[Data records]

+++

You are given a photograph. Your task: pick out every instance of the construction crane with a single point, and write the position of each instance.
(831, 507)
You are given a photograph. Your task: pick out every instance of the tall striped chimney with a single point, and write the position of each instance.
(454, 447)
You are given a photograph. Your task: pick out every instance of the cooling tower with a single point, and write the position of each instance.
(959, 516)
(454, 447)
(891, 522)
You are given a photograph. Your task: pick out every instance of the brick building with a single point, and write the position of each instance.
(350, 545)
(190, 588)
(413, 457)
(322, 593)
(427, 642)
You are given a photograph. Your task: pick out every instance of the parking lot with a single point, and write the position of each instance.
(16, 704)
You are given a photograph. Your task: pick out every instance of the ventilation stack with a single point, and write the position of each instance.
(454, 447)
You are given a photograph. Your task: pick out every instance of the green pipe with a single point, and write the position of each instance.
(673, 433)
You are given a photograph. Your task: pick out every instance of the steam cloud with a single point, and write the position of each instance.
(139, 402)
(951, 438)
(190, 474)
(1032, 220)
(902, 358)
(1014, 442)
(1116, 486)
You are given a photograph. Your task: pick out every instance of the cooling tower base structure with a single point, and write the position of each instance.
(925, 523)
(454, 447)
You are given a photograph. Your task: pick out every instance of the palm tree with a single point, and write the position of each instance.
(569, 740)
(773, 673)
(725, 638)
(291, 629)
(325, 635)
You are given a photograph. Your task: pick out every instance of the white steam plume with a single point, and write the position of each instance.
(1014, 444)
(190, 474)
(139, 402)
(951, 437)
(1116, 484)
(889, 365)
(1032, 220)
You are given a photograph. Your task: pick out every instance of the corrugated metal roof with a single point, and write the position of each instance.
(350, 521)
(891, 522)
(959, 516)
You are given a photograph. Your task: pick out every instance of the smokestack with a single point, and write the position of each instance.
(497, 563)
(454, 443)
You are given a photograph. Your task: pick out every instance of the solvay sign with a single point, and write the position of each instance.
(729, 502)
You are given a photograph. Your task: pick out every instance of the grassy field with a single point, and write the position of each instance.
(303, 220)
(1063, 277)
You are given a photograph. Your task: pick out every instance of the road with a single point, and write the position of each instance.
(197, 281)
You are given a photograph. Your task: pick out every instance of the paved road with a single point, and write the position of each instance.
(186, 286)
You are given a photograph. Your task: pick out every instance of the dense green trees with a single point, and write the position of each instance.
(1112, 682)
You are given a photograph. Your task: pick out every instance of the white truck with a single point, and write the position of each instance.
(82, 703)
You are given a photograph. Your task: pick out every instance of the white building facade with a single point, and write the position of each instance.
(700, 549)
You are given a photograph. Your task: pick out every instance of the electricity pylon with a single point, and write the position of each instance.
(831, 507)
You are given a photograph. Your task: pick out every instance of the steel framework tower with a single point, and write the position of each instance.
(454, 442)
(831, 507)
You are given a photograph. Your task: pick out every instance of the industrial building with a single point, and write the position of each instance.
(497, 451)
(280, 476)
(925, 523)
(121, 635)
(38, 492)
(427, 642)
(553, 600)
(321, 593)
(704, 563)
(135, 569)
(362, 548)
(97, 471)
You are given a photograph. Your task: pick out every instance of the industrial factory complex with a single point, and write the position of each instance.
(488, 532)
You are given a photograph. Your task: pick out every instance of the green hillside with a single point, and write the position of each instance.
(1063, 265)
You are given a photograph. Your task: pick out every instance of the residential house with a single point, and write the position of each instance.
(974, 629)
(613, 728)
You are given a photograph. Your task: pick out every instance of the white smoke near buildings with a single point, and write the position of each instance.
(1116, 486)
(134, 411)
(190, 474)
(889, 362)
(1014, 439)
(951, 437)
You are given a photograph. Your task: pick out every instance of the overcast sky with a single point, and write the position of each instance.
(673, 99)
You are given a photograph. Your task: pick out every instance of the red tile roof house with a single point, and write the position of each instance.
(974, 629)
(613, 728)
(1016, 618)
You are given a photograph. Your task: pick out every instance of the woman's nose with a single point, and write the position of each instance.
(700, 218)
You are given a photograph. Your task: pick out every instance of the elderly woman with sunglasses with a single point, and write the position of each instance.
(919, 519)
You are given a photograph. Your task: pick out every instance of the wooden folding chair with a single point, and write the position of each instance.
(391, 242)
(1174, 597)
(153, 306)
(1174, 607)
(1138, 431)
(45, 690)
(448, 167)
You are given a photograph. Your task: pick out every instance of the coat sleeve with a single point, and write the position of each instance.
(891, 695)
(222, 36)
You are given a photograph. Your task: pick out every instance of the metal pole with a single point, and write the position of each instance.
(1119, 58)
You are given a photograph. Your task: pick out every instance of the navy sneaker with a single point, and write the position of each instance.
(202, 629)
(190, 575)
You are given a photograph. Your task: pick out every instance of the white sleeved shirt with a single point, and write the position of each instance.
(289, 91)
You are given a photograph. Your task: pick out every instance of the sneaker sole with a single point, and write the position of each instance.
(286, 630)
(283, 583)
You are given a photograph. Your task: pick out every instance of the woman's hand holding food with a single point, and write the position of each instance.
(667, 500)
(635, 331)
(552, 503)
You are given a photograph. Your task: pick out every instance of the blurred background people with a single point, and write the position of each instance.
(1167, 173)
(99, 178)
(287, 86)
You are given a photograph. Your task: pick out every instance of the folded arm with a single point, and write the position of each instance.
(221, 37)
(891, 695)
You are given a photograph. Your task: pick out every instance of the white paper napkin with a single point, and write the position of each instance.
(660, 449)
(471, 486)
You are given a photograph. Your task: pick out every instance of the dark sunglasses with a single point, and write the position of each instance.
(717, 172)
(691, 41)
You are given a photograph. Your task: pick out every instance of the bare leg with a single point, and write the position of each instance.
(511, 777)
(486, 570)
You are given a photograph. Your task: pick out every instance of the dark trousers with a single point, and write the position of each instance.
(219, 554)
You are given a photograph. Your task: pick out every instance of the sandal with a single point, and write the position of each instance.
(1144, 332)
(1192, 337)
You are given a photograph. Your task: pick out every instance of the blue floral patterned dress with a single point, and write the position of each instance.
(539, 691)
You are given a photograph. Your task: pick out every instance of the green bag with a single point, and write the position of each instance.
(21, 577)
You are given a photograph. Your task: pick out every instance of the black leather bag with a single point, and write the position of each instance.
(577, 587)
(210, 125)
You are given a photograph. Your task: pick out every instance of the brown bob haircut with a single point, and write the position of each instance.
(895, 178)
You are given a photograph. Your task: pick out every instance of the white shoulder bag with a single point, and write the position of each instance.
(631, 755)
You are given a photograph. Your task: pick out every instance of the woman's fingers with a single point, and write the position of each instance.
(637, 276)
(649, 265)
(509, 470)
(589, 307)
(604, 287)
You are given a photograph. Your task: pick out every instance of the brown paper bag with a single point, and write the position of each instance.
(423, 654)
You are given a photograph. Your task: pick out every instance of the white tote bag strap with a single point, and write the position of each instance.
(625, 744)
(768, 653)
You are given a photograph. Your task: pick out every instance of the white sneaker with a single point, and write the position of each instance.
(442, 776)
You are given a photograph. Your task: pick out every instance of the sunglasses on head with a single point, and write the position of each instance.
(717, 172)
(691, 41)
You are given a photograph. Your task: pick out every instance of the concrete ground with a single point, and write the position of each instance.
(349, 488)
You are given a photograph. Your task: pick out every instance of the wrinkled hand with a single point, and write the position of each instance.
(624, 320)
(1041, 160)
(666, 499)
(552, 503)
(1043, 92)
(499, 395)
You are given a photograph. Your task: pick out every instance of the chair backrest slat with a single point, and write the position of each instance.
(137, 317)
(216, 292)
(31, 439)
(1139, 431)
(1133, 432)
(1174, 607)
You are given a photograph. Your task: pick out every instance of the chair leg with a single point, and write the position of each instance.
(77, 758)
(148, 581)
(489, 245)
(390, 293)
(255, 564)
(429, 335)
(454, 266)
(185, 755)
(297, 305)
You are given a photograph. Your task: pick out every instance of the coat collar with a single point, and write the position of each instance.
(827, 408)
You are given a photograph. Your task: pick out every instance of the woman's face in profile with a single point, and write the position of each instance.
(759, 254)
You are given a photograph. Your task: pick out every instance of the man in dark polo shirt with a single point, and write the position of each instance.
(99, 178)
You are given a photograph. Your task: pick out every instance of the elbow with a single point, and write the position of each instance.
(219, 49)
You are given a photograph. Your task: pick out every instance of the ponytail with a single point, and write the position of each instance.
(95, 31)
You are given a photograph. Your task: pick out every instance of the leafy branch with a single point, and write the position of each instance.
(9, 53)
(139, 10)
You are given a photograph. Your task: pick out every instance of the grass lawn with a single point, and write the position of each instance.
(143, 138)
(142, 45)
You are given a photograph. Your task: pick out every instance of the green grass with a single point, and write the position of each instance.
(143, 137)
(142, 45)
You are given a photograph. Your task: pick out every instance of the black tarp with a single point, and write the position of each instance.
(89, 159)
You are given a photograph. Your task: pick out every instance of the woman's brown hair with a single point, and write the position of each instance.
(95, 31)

+++

- [TASK DESCRIPTION]:
Lines from the one containing "the green grass" to the last line above, both included: copy these exactly and write nothing else.

- [RESPONSE BOX]:
You are given a photograph. Your task: pick out every instance of the green grass with a single point, and write the position of each instance.
(143, 137)
(142, 45)
You are given a photograph. Your task: pick out every instance of the black tarp with a single point, and write the position of each instance.
(89, 159)
You are given a photograph. Your task: pick out every instance of the woman's brown hair with a single point, and write the position of each instance.
(95, 31)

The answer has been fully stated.